**** DATA FOR PROCESSING ****

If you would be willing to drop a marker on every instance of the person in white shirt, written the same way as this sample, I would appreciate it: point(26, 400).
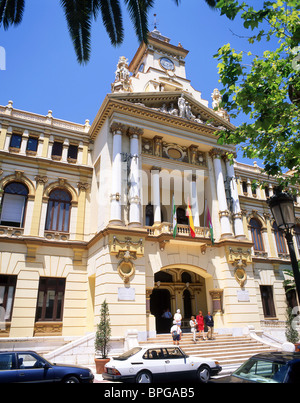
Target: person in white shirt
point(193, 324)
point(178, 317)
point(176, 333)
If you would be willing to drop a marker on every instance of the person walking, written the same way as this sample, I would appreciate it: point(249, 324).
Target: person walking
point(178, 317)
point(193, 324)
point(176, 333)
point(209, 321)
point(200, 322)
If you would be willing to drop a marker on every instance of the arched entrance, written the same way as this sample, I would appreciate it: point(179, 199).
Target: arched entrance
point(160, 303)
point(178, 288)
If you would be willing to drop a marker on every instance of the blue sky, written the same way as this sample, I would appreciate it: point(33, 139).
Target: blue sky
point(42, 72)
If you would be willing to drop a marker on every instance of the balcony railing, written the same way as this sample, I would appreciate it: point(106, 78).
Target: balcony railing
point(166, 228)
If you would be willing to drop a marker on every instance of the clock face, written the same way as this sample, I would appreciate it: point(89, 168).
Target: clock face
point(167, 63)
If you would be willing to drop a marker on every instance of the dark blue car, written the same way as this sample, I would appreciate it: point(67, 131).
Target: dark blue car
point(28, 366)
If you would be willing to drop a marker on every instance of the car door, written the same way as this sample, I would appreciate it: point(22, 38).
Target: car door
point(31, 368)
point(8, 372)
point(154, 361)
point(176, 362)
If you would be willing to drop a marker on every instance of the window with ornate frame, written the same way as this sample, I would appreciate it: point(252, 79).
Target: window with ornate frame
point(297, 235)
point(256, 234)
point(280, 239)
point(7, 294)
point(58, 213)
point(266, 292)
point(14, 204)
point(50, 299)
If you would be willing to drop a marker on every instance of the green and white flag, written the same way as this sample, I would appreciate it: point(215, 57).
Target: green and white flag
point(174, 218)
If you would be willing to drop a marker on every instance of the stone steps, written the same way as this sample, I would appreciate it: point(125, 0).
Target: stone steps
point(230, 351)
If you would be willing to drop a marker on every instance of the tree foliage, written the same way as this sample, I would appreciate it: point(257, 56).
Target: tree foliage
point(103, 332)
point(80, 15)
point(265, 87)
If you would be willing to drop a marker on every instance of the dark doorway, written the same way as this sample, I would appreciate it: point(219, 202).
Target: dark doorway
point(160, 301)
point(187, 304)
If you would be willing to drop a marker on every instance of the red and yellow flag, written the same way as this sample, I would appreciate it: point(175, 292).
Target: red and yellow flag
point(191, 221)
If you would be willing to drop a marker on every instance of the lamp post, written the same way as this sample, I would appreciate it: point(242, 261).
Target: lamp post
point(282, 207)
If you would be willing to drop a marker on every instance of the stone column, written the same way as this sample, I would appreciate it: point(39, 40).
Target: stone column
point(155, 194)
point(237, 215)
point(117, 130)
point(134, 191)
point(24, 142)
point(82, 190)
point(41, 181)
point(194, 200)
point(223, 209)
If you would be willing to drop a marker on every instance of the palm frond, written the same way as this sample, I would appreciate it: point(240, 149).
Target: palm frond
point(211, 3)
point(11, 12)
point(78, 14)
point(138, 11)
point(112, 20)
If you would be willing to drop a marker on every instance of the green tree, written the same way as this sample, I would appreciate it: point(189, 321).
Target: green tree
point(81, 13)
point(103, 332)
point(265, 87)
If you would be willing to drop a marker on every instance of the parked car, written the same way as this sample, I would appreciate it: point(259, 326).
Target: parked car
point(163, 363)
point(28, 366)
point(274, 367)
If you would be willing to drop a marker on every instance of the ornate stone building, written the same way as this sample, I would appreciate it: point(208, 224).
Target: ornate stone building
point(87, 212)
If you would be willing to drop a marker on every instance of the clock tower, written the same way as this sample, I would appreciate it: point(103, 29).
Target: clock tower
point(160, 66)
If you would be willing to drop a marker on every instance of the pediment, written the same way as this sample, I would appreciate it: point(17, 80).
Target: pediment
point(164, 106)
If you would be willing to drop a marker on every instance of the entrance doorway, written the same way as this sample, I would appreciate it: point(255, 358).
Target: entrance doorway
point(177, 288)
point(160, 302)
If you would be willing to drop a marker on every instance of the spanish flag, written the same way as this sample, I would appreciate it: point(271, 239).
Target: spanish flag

****

## GIVEN TASK
Copy every one of the lines above word for word, leaving out the pictures.

## OUTPUT FOR THIS TASK
If you would be willing to drop a marker on every instance of the person in white shirt, written the same way as this sample, I would appreciate it: point(26, 400).
Target: person in white shirt
point(193, 324)
point(178, 317)
point(176, 333)
If you would be willing to drop a marker on every instance of the person walking, written the same way as this sample, I would appreciate it: point(249, 324).
Target: person walking
point(178, 317)
point(193, 324)
point(176, 333)
point(209, 321)
point(200, 322)
If you would be willing to drop a marker on every instance of the arched entrance, written the same way as this sample, I would appreciate it: point(179, 199).
Target: arched entrance
point(160, 303)
point(178, 288)
If you would be willing to drop a marker on every instance of the blue sky, written the same way as this sample, I would appreciate it: point(33, 139).
Target: blue sky
point(42, 72)
If you would be willing to drop a marker on every instance of the balcony railing, written the same way as this sample, I would appreciate it: point(106, 78).
Target: balcony railing
point(166, 228)
If you would be willing to drop a marker on every instance of the clock face, written the same way as this sample, I would appreciate it: point(89, 168).
Target: clock face
point(167, 63)
If you would be willing to drop a marker on every instance of the dark blue car, written the same way as this sample, I would appreciate it: point(67, 131).
Target: dark blue car
point(28, 366)
If you would be willing to drop a marker on every instance of the car door, written the same way as this sample, I would appreciate it: point(22, 38).
Target: car door
point(31, 368)
point(8, 372)
point(154, 361)
point(176, 362)
If you would be willing to drop a marker on every instance of the window with ornate frame, written the same way as this sample, I would appreciate it: point(252, 79).
Target: window with ornate frame
point(297, 235)
point(256, 234)
point(280, 239)
point(7, 294)
point(58, 213)
point(266, 292)
point(14, 204)
point(50, 299)
If you would be willing to drop a marker on every instance of the green and white flag, written the same way as this sample, I would appreciate it: point(215, 57).
Target: green and white flag
point(174, 218)
If you would be willing to drop a marker on every instance of the stone steps, written the same way as this sample, I would appreciate it: point(125, 0).
Target: stone steps
point(230, 351)
If you would be willing to drop a marker on every instance of the tree foliage, written the same way as this sample, I would appreciate it: point(257, 56).
Target: tree foliage
point(103, 332)
point(80, 15)
point(265, 87)
If you would be willing to drop a marker on every instance of the dark doorway, written the same way as this sample, I would appreciate it: point(219, 202).
Target: dark doorway
point(160, 301)
point(187, 304)
If you would be willing to drop a marker on every instance of the red and yellow flag, written the same way as this sample, I would appreciate it: point(175, 292).
Target: red and yellow flag
point(191, 221)
If you would be willing to drop a marker on every instance of the lamp post, written the same way as this sample, I would appreciate it: point(242, 261).
Target: lamp post
point(282, 207)
If you would be willing to drop a marker on every instance of the stone column, written the same way as this sample, I would appreciate it: point(39, 40).
Target: stone column
point(155, 194)
point(237, 215)
point(117, 130)
point(134, 191)
point(24, 142)
point(82, 190)
point(41, 181)
point(194, 200)
point(223, 209)
If you would be willing to drop a marker on every instance of the palm frond, written the same way as this sample, I would appreciate it: point(240, 149).
Target: palm frond
point(211, 3)
point(11, 12)
point(78, 14)
point(138, 11)
point(112, 20)
If you would be willing to drop a marker on every instance of the green tree, written the same way as this sample, I would appreciate it: point(189, 321).
Target: green tree
point(81, 13)
point(103, 332)
point(265, 87)
If you would be willing to drop a marker on every instance of the parked car, written the same way as this sample, I would appreciate it: point(259, 326).
Target: parked car
point(163, 363)
point(28, 366)
point(274, 367)
If you would be willing to drop a marker on every instance of the ornate stone building, written the same way as this sample, I would appreciate it: point(208, 224).
Target: ornate stone building
point(87, 212)
If you would be willing to drop a marker on every instance of the clock tower, written the same way as this sample, I would appreciate it: point(103, 29).
Target: clock tower
point(160, 66)
If you would be willing to drop a marker on every instance of the pediment, written the same way as this sample, I would appreciate it: point(17, 80).
Target: pediment
point(164, 106)
If you would be willing to drop a marker on every instance of the entrance doorway, written the same way as this sample, I would appreciate it: point(255, 358).
Target: entrance doorway
point(177, 288)
point(160, 302)
If you would be willing to drop a marker on every instance of the spanish flag, written the same way as this sample, I would appreciate it: point(271, 239).
Target: spanish flag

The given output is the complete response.